The establishment of a legal Information Exchange Group as part of the “Command” Capability Group within the ABCA framework is an important step towards formalising such engagement and the development of combined doctrine.
I also note, and strongly support, the recent establishment of an exchange with the United States Army Judge Advocate General Department, which now sees a US Army JAG Officer working within the Military Law Centre and an Australian Officer within the Centre for Law and Military Operations in the US.
This development builds upon the longstanding relationship The Defence Legal Service has had with the United States Air Force Judge Advocate General’s office in the Pentagon.
These relationships have greatly assisted in identifying and resolving interoperability issues in recent coalition operations.
But the bottom line is that even in a coalition context ADF members operate under Australian command and all ADF personnel are subject to Australian law and Australia’s international obligations.
In a practical sense, this means that the operators, those people of the ADF who designate targets and ultimately, those who drop or launch weapons, must be aware of their obligations when working in a coalition environment.
Without Defence lawyers, this would be impossible.
As a matter of interest in the recent conflict in Iraq, our coalition colleagues accepted the sometimes additional obligations on ADF personnel from international rules Australia has accepted and the operation worked well in practice.
This engagement of the military by our lawyers happens within the ADF as well as in coalitions.
By reminding ADF commanders of the legal foundations of the conflict and the way in which an operation may be legally prosecuted, ADF lawyers go a long way in ensuring we maintain the moral authority so important for our ADF personnel on operations.
Part of the practical commitment to engagement is expressed in the recent creation of the Asia Pacific Centre for Military Law, which is a collaborative initiative of The Defence Legal Service and the University of Melbourne.
The centre educates legal officers and commanders in Australia and throughout the Asia Pacific region on international law, as well as producing valuable research and reference material.
The success of the major Conference held in Melbourne in November 2002 as part of the international “Challenges of Peace Keeping” series with the subsequent publication of a book on the “Rule of Law on Peace Operations” evidence of its work.

- - -

**QUESTIONS ON THE MATERIAL:**
1. Summarize the excerpt on Defence legal cooperation in two sentences.
2. From the excerpt on Defence legal cooperation, list every body whose name includes the word "Centre."
3. Write the next passage of the excerpt on Defence legal cooperation, picking up after its final sentence.

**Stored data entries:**
- - -

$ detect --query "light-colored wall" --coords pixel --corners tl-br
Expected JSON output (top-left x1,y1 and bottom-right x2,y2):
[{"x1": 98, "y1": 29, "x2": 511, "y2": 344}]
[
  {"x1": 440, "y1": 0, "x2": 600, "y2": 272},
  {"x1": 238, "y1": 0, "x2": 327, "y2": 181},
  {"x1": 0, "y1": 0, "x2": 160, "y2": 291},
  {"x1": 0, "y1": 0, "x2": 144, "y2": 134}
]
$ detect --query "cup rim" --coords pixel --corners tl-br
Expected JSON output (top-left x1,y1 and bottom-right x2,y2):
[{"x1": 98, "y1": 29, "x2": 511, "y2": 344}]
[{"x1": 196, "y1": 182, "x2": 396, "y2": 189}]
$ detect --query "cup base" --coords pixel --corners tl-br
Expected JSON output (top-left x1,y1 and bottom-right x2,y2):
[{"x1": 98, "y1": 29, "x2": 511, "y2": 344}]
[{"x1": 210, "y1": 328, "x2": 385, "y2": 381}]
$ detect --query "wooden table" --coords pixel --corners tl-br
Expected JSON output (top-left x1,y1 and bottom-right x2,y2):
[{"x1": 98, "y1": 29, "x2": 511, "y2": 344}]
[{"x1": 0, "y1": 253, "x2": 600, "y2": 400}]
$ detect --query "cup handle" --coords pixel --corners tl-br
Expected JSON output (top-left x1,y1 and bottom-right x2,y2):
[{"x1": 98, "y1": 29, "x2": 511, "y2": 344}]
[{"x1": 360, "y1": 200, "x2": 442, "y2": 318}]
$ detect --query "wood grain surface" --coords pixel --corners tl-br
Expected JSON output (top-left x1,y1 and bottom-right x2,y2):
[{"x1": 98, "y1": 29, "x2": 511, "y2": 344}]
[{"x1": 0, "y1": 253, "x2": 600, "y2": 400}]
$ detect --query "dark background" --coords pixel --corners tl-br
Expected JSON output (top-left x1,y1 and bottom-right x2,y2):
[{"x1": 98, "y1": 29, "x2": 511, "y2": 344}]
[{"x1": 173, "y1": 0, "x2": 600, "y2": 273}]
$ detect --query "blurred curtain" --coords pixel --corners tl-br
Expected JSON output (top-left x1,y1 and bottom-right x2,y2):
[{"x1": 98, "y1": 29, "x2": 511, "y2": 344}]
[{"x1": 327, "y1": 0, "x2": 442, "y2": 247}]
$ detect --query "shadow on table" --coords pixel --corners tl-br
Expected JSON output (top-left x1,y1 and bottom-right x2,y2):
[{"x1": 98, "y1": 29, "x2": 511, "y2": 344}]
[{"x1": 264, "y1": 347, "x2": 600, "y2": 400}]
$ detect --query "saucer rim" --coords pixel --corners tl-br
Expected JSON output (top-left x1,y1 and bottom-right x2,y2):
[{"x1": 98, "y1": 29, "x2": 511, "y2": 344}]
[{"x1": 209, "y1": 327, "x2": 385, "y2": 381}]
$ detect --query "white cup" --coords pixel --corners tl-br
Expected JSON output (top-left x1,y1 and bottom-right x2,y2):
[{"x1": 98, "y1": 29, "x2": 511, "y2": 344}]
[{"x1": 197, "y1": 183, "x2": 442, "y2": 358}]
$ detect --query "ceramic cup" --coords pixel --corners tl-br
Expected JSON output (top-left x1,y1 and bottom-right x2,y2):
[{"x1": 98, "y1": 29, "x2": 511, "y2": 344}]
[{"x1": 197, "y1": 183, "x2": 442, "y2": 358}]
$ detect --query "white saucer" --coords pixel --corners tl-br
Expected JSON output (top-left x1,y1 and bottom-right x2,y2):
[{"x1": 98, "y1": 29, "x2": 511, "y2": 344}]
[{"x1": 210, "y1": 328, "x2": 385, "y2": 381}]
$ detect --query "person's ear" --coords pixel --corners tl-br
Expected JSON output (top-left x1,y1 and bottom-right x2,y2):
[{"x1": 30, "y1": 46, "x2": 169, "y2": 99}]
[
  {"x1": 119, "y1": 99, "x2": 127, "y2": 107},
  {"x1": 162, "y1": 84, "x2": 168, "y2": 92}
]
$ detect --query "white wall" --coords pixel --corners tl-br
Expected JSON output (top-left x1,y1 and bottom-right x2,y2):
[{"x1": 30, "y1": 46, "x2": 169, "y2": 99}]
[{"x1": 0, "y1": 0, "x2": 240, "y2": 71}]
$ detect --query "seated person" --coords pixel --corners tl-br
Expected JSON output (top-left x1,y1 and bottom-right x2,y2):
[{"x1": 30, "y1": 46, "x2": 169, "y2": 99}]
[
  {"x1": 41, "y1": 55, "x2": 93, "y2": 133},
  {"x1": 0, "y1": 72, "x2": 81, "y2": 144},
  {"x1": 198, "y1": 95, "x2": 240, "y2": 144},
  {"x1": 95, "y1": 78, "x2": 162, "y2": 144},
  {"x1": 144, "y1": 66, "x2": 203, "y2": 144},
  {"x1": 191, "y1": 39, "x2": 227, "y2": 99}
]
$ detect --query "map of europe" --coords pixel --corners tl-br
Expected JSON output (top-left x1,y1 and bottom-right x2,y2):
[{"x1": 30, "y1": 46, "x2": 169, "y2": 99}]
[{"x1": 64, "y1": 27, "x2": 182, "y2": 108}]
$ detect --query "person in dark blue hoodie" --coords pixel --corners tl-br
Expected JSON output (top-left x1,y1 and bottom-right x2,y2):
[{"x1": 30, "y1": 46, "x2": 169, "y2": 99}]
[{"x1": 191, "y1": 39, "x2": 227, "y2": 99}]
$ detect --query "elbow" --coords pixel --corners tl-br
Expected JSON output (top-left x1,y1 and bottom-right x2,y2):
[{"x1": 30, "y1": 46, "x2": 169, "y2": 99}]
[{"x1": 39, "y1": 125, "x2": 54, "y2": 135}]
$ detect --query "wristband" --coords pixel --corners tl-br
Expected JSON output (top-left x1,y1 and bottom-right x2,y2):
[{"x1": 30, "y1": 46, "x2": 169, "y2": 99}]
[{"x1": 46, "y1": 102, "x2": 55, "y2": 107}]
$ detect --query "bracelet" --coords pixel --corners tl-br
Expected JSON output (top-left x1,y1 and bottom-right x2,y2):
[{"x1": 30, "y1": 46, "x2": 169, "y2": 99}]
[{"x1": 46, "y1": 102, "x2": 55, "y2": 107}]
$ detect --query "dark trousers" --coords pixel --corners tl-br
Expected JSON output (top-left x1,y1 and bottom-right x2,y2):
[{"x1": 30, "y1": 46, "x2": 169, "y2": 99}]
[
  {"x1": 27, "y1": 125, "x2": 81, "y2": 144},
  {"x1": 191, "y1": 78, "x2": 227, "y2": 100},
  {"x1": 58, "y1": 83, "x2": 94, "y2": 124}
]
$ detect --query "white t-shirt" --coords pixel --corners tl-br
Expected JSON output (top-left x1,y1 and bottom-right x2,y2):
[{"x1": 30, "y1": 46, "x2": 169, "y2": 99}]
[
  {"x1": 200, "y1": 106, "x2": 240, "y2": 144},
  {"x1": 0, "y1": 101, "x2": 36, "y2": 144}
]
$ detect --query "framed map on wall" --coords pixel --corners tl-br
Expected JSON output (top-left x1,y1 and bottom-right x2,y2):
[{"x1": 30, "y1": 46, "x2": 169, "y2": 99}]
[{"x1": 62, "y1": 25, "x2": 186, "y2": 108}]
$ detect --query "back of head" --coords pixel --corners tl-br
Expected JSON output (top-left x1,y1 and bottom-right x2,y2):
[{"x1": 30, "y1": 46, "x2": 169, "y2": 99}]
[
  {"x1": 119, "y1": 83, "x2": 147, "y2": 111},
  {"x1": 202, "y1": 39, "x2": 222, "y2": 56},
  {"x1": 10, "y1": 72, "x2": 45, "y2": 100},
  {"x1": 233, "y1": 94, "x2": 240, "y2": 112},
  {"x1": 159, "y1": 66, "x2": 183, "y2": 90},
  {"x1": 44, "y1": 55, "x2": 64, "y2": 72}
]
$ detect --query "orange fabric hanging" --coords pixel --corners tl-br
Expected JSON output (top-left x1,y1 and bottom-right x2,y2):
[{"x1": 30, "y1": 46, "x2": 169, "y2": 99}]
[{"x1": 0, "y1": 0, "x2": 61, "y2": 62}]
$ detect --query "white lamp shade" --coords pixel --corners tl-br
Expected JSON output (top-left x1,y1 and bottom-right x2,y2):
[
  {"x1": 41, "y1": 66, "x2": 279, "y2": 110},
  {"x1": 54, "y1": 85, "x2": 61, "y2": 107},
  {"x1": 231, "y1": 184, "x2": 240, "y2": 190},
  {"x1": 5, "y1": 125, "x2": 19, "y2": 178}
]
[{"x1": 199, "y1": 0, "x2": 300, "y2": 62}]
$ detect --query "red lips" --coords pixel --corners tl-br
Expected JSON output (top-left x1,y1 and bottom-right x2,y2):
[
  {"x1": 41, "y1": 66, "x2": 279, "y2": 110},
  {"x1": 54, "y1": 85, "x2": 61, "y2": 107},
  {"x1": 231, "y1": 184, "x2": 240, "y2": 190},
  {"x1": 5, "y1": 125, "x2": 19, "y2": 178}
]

- - -

**TASK RESPONSES:**
1. New exchanges with United States legal offices, building on a longstanding relationship with the US Air Force Judge Advocate General's office, have helped identify and resolve interoperability issues in coalition operations, yet ADF members remain under Australian command and subject to Australian law and Australia's international obligations. Defence lawyers keep operators and commanders aware of these legal obligations, and the Asia Pacific Centre for Military Law, created with the University of Melbourne, educates legal officers and commanders across the region on international law.

2.
- Military Law Centre
- Centre for Law and Military Operations
- Asia Pacific Centre for Military Law

3.
This is further reinforced by the fact that its courses have been accredited with the United Nations Institute for Training and Research towards attainment of its Certificate of Training in United Nations Peace Support Operations.
This is work which I strongly support.
Thirdly, I want to touch on military justice within the force.
Within a command structure there must be rules relating to personal behaviour which will be enforced.
You helped to write, interpret and enforce the rules – based on the shared values of our society.
The system must be rigorous but fair. And ultimately there must be public accountability.
The military justice system underpins the trust of the Australian people in the ADF. Parliamentarians respect the values inherent within the military justice system and the forthcoming Senate enquiry is part of that public accountability. What is an issue is not the principle of accountability but whether the rules and their application accord to contemporary expectations.
In conclusion I wanted to stress that we now face a very complex and uncertain global security environment and one in which we will need not only the help of our coalition partners but of those who can make sense of the legal environment in which we are operating.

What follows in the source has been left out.